▶ [YOUR ASSIGNMENT] Restate word for word the line containing "(1065, 634)" and each line that follows it, through the last line below, and nothing else.

▶ [SUPPLIED DATA]
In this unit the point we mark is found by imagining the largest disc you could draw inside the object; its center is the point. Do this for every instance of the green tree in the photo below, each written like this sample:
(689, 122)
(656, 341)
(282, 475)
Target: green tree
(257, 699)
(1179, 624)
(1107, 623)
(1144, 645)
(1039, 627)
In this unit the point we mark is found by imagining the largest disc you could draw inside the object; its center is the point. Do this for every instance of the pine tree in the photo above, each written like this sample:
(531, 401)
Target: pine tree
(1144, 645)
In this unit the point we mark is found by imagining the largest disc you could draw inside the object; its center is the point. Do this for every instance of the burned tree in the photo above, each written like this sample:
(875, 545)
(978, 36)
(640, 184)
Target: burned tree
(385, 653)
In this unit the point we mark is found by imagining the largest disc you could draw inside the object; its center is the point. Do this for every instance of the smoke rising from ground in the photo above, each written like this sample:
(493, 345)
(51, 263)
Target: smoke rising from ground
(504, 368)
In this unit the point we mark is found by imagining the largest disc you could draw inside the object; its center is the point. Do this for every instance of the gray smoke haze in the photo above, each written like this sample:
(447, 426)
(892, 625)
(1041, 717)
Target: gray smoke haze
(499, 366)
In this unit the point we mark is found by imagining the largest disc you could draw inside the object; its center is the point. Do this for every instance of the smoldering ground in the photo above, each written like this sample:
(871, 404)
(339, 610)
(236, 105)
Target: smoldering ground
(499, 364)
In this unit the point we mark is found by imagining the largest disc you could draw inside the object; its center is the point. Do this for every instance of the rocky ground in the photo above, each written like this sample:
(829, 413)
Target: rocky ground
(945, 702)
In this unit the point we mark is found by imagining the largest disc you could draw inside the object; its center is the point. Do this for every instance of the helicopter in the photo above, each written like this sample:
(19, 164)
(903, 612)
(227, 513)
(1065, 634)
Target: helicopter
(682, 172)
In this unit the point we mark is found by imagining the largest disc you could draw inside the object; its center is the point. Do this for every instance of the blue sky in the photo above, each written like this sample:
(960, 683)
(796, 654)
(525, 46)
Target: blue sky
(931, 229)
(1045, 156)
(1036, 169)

▶ [RESPONSE]
(1065, 634)
Target: helicopter
(682, 172)
In this unit the point we mark is found by imagining the largest disc you could draw inside the object; its center is the point. Do this for every instance of the blue sky in the photo above, each written like this sample:
(960, 683)
(796, 654)
(525, 46)
Target: blue sky
(931, 229)
(1045, 156)
(1036, 169)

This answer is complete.